• Goal of the exercise
Rewrite the records from the line with "house with red" to the line with "(1450, 754)", both included, keeping the requests as they are and adding 88 to each coordinate number in the answers.

(Data entries)

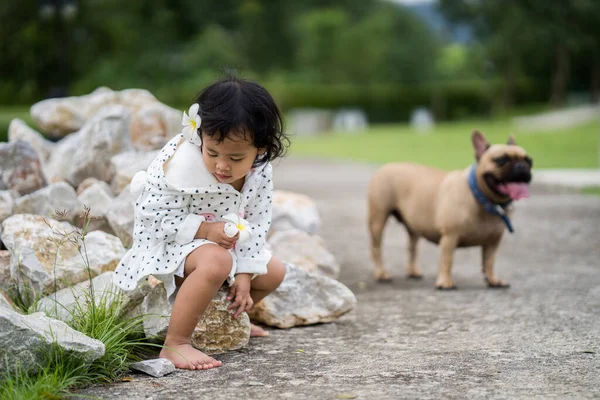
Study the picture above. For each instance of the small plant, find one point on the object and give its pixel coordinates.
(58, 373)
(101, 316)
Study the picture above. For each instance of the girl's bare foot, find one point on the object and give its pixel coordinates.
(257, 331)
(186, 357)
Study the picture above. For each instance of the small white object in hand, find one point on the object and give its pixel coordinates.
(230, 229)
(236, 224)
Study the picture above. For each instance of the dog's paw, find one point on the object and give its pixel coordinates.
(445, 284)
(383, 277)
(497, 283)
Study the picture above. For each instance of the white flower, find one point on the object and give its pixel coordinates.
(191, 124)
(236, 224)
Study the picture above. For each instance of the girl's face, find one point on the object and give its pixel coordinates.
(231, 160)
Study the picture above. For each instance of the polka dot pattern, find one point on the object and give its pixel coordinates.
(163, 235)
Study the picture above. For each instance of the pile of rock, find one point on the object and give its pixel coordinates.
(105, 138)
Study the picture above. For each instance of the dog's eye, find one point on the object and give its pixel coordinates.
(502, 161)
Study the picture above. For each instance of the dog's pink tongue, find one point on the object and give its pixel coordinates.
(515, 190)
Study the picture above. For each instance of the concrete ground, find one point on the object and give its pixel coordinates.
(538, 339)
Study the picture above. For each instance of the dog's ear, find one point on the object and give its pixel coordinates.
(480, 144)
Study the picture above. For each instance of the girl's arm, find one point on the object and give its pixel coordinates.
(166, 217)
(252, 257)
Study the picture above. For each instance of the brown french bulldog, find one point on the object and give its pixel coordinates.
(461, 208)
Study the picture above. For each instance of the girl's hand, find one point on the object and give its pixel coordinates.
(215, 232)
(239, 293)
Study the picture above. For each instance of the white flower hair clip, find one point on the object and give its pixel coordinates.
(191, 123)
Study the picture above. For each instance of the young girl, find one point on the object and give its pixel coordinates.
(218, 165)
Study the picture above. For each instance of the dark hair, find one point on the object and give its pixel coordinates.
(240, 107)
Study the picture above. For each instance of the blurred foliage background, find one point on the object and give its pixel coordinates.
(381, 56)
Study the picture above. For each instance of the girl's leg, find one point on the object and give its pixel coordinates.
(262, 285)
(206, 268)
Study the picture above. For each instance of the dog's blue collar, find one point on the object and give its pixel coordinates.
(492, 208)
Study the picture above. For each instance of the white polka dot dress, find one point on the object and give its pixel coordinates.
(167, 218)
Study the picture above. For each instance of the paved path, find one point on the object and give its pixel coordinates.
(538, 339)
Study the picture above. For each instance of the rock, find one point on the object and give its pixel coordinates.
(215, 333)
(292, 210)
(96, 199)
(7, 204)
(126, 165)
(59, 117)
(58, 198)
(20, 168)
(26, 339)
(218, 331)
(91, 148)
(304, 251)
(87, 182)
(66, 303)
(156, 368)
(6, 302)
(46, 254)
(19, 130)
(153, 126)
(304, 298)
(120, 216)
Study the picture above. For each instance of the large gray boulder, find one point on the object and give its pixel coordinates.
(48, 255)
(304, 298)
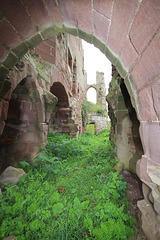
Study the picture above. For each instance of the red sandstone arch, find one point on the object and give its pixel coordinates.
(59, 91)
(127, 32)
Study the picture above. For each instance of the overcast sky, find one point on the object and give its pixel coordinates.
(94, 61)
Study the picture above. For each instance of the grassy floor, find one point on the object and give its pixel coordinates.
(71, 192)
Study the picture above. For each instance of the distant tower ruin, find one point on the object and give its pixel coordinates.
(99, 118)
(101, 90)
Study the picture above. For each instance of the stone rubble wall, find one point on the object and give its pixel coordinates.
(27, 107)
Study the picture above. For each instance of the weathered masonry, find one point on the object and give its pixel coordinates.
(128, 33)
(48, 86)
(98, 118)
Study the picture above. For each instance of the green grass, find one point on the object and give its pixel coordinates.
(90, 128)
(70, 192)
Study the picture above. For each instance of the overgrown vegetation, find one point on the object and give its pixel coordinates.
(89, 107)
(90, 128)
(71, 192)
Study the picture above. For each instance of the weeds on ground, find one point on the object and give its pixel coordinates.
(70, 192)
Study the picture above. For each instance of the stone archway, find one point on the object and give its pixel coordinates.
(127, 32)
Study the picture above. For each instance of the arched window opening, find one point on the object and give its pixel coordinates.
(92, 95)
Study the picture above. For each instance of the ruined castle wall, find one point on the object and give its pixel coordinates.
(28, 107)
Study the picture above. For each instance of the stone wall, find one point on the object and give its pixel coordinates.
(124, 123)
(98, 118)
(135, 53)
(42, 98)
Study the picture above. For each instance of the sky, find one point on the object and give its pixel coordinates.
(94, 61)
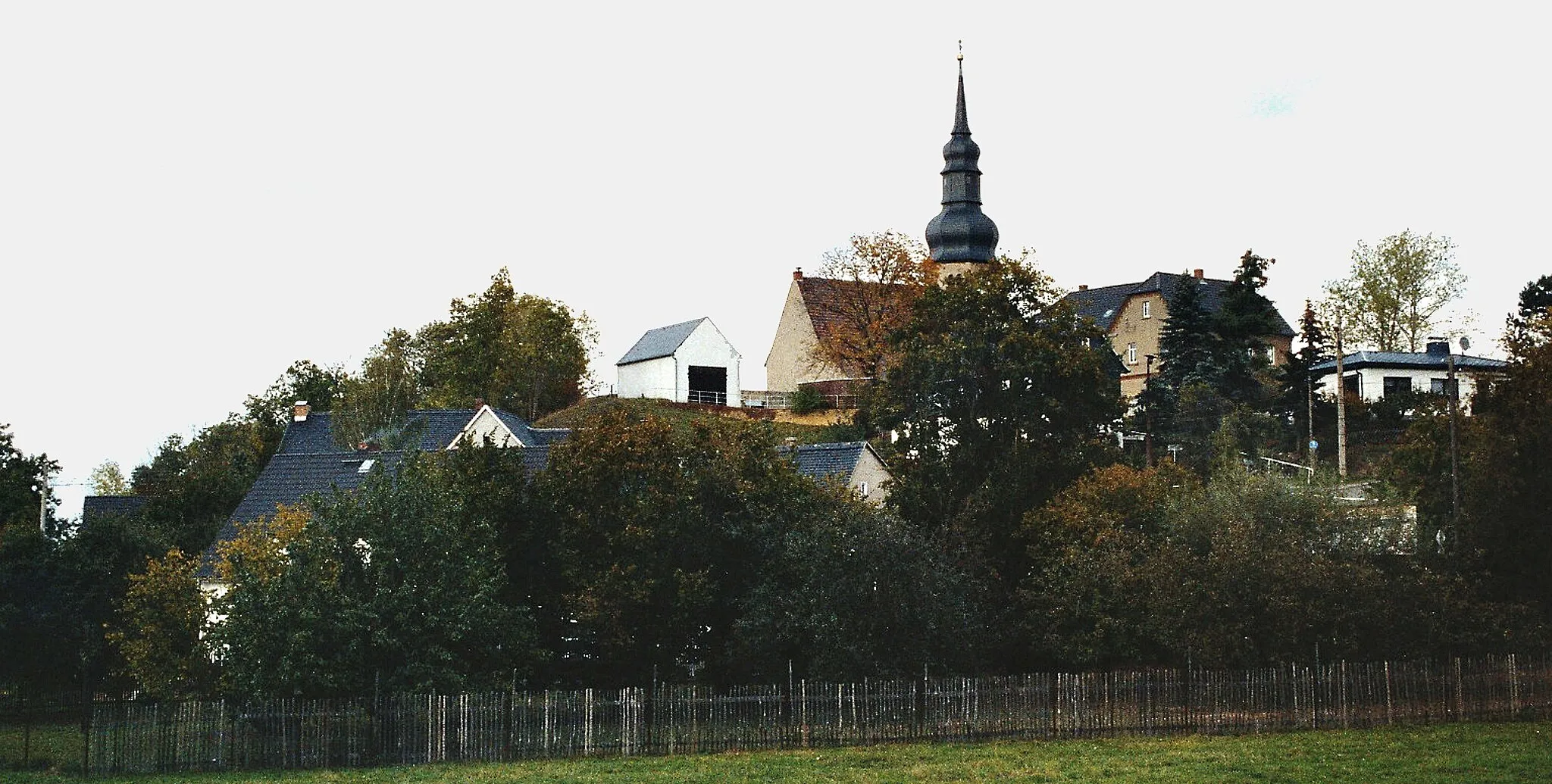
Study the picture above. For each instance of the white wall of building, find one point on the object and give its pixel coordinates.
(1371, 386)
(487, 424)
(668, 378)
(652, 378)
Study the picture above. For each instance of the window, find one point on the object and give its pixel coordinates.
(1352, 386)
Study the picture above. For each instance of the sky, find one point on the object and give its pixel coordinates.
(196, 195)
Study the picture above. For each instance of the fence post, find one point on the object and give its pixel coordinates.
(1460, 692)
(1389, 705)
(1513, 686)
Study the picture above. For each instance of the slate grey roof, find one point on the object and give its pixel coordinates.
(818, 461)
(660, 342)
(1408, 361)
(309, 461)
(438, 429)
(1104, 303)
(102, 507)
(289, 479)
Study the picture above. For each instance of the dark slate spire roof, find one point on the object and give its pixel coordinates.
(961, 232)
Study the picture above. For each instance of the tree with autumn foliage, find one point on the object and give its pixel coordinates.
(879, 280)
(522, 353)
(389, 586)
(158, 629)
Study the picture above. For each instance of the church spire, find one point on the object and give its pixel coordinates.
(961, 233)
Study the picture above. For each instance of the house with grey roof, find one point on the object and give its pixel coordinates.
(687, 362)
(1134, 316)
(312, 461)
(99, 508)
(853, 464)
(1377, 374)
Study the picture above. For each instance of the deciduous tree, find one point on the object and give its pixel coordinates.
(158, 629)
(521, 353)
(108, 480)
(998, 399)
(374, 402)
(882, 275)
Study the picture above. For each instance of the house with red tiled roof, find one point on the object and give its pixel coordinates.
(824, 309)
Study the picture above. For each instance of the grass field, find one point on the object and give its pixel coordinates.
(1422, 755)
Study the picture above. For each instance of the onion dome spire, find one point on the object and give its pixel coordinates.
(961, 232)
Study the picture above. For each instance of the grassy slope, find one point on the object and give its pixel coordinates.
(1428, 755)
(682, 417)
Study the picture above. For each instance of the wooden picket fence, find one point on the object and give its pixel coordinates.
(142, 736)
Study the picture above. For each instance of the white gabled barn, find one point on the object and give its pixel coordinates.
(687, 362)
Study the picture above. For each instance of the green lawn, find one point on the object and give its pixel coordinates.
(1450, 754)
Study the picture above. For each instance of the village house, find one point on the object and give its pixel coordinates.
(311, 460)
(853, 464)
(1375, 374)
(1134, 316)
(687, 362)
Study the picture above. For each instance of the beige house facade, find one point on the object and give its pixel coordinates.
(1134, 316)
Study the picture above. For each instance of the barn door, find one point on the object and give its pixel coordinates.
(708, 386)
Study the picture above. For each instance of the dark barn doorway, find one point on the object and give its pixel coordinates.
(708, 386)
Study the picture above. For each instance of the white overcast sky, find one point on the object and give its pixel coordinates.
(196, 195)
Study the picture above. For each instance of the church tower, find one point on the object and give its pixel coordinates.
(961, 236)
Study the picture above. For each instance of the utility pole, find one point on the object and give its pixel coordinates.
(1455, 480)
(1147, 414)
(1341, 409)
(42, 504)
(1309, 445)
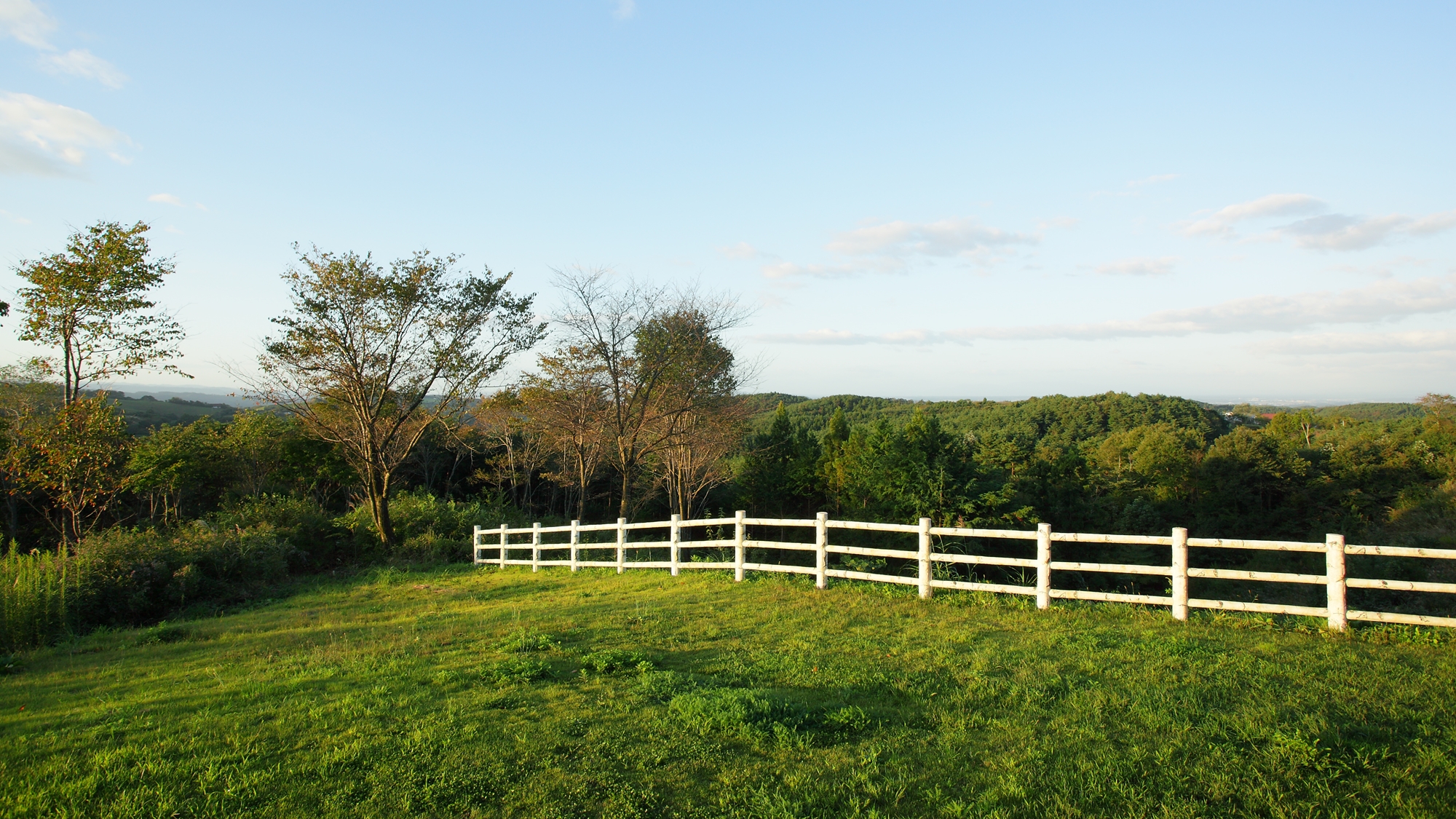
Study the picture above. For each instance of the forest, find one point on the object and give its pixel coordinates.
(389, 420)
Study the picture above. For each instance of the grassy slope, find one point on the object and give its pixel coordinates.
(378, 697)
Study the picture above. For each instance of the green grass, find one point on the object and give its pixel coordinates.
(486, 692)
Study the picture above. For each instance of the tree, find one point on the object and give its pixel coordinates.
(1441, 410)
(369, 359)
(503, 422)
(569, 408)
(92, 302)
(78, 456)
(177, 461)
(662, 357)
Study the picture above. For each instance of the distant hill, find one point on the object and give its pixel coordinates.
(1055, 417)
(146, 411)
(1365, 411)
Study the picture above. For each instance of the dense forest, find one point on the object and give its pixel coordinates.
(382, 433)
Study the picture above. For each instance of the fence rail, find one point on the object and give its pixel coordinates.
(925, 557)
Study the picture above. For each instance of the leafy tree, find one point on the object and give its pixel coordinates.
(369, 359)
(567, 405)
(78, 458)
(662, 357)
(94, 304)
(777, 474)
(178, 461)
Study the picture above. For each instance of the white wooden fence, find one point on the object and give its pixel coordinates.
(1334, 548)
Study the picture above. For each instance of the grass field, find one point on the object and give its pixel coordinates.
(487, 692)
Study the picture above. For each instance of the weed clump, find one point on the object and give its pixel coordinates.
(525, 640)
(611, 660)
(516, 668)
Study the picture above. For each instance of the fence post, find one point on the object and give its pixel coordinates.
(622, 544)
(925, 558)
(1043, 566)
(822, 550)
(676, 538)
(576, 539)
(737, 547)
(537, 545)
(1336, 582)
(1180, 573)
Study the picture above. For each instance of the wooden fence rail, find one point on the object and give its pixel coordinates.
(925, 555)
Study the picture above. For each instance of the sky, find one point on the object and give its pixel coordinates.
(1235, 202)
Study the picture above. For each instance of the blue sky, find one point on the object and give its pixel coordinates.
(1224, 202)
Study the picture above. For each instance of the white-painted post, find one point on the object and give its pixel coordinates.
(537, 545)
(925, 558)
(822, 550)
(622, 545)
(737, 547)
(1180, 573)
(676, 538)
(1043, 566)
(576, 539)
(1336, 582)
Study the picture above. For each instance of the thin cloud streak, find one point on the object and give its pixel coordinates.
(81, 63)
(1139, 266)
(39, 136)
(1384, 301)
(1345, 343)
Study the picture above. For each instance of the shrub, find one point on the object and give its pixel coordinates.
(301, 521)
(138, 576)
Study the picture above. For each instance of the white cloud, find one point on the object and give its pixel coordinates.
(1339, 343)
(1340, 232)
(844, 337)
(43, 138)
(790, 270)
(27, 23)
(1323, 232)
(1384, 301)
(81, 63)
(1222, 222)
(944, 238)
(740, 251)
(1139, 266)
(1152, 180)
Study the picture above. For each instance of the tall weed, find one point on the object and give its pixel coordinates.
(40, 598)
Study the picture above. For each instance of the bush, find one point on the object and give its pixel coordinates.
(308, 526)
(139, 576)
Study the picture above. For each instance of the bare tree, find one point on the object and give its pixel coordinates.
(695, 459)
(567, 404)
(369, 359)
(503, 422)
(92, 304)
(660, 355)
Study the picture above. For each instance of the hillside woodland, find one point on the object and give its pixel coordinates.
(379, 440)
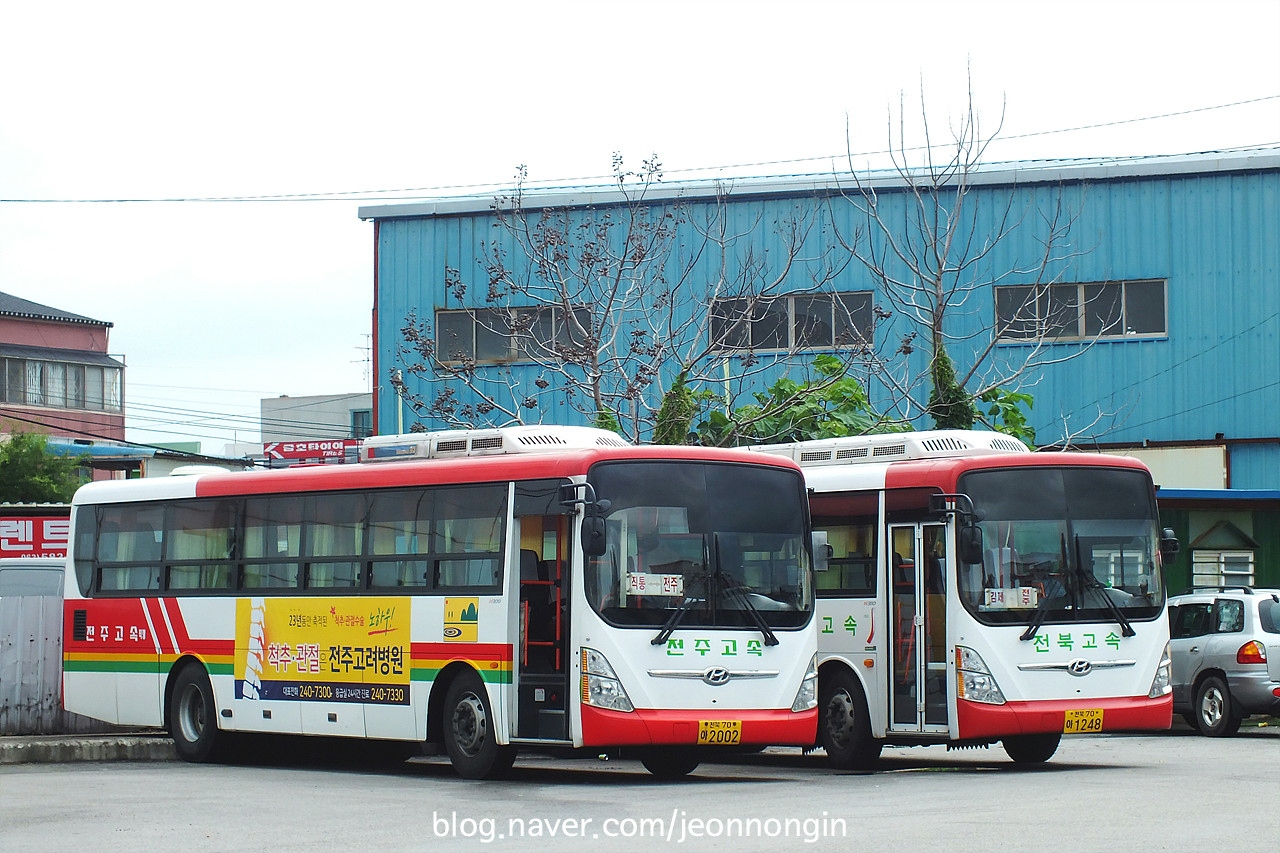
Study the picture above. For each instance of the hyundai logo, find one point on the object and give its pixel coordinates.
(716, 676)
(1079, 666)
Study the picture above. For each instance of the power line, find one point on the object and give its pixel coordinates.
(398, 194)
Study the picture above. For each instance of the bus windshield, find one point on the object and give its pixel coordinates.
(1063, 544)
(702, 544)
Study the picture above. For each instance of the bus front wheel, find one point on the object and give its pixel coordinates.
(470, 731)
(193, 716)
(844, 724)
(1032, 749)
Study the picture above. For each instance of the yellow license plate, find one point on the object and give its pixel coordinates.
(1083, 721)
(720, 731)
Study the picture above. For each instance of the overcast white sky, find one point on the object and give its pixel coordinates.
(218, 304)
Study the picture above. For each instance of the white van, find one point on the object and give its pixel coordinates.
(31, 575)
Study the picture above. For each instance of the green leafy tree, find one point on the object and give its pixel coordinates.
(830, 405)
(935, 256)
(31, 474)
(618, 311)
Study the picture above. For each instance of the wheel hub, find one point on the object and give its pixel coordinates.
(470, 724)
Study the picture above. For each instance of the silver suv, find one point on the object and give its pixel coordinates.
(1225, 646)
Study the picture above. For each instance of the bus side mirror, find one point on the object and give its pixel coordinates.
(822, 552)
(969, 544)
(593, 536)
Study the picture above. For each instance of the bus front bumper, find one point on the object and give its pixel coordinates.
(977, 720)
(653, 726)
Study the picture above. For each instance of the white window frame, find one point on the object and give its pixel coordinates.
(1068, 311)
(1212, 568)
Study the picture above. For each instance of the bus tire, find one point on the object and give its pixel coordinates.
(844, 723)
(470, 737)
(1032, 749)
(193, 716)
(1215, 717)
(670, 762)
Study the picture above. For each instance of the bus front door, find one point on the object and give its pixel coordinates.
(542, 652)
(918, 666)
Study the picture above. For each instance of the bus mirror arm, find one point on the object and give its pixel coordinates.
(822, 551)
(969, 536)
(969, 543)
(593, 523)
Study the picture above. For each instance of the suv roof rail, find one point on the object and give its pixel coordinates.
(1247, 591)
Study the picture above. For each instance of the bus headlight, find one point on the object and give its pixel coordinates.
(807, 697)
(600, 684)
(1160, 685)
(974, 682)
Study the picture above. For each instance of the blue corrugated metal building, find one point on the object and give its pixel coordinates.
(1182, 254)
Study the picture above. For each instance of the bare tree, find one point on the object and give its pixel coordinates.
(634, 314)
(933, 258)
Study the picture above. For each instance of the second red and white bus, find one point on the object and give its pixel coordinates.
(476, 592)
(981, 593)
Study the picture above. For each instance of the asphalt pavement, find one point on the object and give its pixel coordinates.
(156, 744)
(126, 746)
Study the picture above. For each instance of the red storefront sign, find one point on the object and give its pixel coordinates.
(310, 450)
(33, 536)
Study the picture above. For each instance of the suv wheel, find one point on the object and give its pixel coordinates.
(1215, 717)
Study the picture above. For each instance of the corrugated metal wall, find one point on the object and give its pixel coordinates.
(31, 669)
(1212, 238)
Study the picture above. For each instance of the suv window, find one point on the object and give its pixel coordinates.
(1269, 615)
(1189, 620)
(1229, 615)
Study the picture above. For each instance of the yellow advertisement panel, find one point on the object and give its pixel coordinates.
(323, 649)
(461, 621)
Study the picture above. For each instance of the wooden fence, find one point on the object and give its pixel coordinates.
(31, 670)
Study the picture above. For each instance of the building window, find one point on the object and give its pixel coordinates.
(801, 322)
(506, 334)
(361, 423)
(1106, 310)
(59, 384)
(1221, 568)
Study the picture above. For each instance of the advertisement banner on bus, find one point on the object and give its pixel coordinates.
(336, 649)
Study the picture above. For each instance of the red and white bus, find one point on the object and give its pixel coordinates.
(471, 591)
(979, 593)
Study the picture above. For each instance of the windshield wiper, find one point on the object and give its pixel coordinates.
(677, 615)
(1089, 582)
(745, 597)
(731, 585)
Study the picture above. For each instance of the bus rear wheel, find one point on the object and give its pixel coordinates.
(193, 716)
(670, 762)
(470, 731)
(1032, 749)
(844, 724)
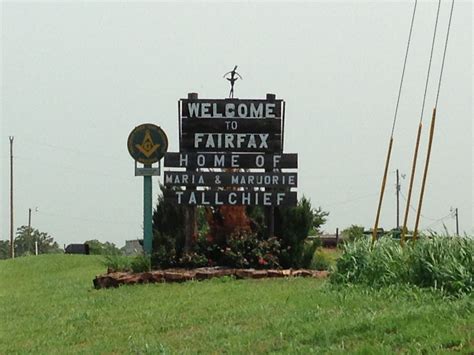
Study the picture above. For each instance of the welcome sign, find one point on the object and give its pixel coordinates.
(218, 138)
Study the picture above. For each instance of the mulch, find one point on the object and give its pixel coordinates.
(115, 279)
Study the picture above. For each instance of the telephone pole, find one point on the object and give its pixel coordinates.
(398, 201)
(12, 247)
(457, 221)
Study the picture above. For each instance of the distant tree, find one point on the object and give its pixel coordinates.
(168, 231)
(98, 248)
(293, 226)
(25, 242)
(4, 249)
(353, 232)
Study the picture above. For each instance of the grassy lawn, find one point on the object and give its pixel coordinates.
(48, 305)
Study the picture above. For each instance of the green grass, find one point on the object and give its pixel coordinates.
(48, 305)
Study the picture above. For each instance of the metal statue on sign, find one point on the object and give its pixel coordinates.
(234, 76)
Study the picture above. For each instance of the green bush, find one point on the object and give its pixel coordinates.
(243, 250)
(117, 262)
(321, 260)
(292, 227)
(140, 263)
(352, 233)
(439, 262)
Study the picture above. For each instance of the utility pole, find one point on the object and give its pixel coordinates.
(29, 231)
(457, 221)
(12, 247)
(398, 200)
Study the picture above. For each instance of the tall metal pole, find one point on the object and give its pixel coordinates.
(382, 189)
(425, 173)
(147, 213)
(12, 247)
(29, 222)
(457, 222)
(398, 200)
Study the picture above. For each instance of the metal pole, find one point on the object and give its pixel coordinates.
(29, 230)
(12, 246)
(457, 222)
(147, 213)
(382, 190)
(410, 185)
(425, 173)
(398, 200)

• Task answer
Study the picture above. For each instance of the house with red tiled roof, find one point on the object and give its pixel coordinates.
(912, 397)
Study the picture above. For each instance of the grass field, find one point on the object and give its pixel coordinates.
(1510, 843)
Study the picture above. For each instance of the onion dome spire, find one point on the object and give its pixel coordinates.
(1049, 320)
Study the picture above. For each instance of the grassy slope, find one point on the object and give its pixel coordinates.
(1516, 843)
(770, 505)
Study the picture above. For each instance of the wooden picket fence, find one point on the object and give its pixel coordinates.
(230, 824)
Study the picture above. For each instance of the white gabled barn, find one point on the object and give its pixel coordinates.
(775, 450)
Study the picture above. For each instance of the green lawn, find one point on the object and give its pixel coordinates.
(1538, 842)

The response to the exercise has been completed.